*** Opening of ENTRIES SUPPLIED ***

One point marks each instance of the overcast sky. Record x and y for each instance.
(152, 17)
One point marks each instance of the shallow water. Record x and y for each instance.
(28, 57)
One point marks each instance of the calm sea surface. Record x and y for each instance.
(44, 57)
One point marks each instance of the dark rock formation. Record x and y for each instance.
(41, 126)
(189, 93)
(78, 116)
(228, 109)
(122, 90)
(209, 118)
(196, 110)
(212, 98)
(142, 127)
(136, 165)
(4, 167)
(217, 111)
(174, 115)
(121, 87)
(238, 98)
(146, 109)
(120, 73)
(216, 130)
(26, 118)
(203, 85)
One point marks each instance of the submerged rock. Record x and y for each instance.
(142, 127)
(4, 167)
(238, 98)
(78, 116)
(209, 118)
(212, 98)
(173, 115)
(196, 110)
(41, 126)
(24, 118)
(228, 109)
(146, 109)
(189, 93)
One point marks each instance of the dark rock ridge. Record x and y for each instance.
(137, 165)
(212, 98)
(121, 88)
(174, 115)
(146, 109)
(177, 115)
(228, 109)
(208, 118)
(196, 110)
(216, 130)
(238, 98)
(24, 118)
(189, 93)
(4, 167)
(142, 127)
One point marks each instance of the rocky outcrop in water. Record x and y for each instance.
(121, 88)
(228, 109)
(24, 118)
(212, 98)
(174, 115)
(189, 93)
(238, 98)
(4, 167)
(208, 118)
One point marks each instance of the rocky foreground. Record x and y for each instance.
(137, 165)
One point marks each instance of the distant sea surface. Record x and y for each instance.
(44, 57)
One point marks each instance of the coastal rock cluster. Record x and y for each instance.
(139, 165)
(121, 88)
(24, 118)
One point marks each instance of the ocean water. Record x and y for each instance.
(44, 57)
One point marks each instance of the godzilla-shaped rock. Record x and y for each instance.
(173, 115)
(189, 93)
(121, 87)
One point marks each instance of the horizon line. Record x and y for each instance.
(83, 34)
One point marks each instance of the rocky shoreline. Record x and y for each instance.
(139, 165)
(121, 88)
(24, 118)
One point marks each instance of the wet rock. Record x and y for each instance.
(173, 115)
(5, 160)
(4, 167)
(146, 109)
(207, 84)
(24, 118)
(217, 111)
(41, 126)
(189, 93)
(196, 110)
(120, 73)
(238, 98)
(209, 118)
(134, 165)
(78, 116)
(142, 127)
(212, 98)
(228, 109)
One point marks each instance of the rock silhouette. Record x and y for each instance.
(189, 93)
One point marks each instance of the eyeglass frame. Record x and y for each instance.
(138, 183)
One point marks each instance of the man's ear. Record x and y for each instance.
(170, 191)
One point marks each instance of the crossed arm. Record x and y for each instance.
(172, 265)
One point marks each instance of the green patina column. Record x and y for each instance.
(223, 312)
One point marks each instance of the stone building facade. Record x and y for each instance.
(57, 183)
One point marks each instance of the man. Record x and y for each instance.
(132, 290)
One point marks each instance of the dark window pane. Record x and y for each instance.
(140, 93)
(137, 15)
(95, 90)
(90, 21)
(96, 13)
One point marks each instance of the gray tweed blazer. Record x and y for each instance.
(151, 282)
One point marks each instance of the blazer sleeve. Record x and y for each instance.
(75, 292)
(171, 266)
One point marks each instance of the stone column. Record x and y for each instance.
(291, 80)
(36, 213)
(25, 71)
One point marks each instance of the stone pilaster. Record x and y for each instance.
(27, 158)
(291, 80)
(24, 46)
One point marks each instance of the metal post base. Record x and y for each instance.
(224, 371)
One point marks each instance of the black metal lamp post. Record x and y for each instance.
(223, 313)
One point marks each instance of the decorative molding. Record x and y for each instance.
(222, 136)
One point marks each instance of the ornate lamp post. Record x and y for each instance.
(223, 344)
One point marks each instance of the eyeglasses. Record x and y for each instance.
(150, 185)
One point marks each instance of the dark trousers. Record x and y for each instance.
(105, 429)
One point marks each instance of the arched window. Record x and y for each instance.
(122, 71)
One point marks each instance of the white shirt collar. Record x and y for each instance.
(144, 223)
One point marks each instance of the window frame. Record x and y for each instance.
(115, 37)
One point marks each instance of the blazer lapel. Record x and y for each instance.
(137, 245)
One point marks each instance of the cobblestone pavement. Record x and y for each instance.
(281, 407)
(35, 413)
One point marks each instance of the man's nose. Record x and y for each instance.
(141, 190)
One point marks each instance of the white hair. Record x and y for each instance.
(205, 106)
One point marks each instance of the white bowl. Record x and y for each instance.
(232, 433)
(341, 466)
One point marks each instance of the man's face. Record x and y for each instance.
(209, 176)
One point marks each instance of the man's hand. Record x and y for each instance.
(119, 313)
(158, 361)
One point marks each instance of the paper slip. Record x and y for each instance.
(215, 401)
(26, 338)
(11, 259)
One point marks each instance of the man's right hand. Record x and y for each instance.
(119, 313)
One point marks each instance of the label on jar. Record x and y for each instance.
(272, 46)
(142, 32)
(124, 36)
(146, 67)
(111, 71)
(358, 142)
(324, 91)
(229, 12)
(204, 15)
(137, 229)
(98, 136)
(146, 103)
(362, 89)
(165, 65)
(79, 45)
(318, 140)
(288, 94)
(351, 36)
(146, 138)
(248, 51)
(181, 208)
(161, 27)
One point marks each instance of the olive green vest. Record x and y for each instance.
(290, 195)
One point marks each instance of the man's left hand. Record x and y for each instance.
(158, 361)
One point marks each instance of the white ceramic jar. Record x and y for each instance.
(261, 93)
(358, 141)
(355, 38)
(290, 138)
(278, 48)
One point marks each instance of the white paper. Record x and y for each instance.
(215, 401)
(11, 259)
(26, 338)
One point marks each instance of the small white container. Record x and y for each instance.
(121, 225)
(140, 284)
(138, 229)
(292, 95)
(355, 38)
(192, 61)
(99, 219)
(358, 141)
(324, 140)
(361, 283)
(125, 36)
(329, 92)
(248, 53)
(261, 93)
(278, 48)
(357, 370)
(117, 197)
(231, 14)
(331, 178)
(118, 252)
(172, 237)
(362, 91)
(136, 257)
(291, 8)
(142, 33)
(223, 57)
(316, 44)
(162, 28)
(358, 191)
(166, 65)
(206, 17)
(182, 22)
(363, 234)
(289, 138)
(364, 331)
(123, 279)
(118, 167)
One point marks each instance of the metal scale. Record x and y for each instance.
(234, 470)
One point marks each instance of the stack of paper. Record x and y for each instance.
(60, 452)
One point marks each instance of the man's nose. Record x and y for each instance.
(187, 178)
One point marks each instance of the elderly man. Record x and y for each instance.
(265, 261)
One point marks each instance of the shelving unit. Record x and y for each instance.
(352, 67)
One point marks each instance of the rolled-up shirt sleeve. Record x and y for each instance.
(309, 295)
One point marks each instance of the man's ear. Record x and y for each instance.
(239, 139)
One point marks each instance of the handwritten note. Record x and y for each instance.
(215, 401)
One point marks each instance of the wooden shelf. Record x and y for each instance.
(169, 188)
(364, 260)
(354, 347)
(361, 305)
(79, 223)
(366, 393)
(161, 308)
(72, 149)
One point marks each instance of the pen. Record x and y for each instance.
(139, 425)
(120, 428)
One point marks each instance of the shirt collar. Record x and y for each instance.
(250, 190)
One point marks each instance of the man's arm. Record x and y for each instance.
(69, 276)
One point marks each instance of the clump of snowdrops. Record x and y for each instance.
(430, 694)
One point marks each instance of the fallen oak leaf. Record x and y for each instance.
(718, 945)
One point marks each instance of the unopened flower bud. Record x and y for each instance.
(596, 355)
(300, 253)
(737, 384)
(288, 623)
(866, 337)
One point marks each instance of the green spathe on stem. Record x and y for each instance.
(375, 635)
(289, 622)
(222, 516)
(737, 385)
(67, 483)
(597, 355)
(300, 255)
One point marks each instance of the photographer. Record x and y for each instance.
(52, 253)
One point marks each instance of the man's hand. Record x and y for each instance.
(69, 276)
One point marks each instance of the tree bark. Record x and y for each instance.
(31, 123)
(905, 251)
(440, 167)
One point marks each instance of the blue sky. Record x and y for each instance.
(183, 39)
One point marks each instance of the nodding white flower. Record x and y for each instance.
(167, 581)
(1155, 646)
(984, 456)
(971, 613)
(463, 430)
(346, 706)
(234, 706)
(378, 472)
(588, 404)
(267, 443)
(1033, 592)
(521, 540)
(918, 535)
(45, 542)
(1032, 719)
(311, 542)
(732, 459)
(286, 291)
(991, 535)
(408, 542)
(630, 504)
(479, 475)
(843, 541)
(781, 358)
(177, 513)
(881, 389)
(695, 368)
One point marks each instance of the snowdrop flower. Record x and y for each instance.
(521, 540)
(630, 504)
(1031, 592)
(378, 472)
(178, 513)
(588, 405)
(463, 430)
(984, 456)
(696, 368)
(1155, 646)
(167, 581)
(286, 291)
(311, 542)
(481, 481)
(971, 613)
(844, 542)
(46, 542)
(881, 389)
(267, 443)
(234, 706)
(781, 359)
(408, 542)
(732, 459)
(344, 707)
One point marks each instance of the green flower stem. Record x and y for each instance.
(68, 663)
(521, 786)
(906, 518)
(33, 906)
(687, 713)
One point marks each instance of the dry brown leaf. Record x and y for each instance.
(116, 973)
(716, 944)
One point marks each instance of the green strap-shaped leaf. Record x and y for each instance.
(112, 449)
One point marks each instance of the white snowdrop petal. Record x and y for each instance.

*** Close of ENTRIES SUPPLIED ***

DIRECTIONS.
Respond with an exact reproduction of the lines running from the one that contains "One point marks each instance of the nodding" through the end of the material.

PROBLEM SOLUTION.
One point marks each instance of the nodding white flower. Record x and y for each instance.
(167, 581)
(1155, 646)
(984, 456)
(971, 613)
(463, 430)
(346, 706)
(234, 706)
(378, 472)
(588, 404)
(267, 443)
(1033, 592)
(521, 540)
(918, 535)
(45, 542)
(1032, 719)
(311, 542)
(732, 459)
(286, 291)
(991, 535)
(408, 542)
(630, 504)
(479, 475)
(843, 541)
(781, 358)
(177, 513)
(881, 389)
(695, 368)
One point marks each instance of the snowdrop flower. Record x and y for each instance.
(521, 540)
(630, 504)
(1031, 592)
(378, 472)
(178, 513)
(588, 405)
(463, 430)
(984, 456)
(696, 368)
(1155, 646)
(167, 581)
(286, 291)
(311, 542)
(481, 481)
(971, 613)
(844, 542)
(46, 542)
(881, 389)
(267, 443)
(234, 706)
(781, 359)
(408, 542)
(732, 459)
(344, 707)
One point marks each instance of the green flower stem. Record x and y for each instance.
(68, 663)
(521, 786)
(906, 518)
(33, 906)
(687, 713)
One point marks each instance of the dry brown leaf. Record x and y for each instance.
(116, 973)
(716, 944)
One point marks each instance of the green strap-shaped leaf. Record x and y for each instance.
(112, 449)
One point marks each instance of the white snowdrop petal. Record x and y for each instance.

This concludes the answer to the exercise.